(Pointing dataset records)
______

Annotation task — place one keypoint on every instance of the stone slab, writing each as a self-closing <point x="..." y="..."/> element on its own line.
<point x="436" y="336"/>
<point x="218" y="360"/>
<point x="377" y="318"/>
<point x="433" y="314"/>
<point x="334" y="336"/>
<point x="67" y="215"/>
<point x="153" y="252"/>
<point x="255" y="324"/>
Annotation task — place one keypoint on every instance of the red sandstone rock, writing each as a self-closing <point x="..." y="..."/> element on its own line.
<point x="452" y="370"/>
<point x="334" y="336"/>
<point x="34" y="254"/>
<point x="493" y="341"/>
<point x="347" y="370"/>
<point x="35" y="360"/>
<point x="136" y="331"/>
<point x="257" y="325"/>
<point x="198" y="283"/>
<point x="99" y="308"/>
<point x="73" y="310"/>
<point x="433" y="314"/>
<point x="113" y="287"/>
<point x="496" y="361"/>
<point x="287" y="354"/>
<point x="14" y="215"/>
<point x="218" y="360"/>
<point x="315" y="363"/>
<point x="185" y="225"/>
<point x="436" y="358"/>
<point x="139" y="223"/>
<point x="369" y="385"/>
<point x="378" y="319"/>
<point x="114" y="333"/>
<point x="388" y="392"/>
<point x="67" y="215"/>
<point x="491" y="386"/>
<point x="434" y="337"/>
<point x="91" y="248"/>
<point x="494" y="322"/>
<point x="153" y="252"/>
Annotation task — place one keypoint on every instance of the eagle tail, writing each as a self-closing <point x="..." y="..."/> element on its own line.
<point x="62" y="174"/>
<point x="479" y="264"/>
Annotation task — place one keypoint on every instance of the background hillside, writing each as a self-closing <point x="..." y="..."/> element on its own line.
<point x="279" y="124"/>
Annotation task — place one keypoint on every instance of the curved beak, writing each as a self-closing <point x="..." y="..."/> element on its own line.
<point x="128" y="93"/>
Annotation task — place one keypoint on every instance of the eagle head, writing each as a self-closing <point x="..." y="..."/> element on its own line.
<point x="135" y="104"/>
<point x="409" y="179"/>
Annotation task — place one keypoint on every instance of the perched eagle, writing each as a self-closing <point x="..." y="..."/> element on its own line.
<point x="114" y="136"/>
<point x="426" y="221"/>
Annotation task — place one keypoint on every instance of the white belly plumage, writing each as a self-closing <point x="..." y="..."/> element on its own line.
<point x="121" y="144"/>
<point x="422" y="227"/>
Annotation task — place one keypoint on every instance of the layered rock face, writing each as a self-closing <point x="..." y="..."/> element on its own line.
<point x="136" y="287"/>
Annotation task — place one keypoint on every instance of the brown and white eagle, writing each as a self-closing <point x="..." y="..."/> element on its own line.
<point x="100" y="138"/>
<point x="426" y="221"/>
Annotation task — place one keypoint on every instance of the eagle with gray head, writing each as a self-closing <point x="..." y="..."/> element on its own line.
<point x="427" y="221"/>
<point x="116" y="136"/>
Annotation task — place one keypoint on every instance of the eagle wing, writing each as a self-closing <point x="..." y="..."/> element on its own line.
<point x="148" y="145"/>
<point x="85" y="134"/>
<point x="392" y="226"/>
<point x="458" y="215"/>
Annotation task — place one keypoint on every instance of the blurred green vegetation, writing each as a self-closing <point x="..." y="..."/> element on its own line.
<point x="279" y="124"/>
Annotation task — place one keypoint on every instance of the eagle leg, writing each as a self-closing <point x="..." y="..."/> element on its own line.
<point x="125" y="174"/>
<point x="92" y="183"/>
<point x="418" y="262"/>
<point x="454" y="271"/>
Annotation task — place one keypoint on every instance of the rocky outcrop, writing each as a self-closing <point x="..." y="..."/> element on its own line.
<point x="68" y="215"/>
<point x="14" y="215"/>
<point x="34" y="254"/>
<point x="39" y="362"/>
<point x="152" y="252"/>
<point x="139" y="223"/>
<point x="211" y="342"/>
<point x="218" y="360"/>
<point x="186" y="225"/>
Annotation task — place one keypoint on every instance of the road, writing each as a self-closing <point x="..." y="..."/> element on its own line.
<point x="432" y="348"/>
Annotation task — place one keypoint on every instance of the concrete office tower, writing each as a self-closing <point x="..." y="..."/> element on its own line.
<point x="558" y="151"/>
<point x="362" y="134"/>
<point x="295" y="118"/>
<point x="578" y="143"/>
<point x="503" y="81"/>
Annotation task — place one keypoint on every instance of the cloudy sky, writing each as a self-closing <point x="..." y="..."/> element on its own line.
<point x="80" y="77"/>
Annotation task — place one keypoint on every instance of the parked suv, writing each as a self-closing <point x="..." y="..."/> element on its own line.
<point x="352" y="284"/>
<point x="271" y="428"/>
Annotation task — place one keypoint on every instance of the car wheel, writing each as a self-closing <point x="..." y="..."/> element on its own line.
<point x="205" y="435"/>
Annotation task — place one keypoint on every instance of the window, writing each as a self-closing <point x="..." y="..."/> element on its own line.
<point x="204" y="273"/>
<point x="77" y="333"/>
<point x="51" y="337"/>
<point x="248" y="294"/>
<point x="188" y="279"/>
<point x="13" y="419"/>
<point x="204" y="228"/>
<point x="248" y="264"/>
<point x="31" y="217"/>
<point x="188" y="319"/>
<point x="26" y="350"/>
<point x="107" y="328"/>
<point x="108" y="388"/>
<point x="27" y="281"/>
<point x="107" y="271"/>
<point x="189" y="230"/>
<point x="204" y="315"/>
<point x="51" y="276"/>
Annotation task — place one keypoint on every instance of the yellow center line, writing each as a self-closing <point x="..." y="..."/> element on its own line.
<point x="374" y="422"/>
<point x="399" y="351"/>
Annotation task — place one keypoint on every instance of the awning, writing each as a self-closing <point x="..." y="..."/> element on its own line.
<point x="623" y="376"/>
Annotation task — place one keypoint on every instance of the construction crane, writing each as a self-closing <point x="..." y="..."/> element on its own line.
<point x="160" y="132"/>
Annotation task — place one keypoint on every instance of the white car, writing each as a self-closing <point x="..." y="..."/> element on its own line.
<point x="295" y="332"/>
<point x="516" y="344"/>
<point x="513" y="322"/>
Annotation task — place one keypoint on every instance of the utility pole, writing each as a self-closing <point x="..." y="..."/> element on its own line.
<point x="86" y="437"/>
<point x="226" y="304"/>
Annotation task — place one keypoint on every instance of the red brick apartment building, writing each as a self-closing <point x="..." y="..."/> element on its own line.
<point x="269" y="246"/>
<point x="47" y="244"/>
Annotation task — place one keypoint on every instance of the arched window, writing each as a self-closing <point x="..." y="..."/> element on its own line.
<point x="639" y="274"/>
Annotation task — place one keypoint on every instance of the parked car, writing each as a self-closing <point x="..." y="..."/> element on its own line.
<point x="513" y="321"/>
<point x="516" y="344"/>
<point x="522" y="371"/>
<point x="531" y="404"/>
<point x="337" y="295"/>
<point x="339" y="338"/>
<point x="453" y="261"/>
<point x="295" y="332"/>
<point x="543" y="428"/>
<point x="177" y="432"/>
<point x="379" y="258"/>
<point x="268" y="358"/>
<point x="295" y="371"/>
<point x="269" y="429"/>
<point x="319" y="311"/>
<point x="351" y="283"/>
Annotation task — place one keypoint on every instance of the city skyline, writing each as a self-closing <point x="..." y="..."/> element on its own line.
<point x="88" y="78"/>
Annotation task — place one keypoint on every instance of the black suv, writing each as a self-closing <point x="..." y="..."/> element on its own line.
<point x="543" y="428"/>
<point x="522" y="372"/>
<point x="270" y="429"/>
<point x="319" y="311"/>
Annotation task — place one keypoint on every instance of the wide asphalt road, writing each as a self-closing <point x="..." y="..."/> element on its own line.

______

> Problem
Copy the records from the line containing "of the city" through the end of the records, keeping each request unchanged. Increase every coordinate in the answers by 67.

> Exercise result
Annotation task — place one keypoint on every instance of the city skyline, writing each as a self-closing <point x="..." y="..."/> element on its own line.
<point x="155" y="145"/>
Annotation task — place one keypoint on every instance of the black suv, writing each as a self-closing <point x="..." y="..."/> element on its own line.
<point x="610" y="495"/>
<point x="589" y="439"/>
<point x="337" y="496"/>
<point x="386" y="378"/>
Annotation task — place one keypoint on every instance of the wide asphalt road, writing each as a self-closing <point x="..." y="..."/> element on its own line.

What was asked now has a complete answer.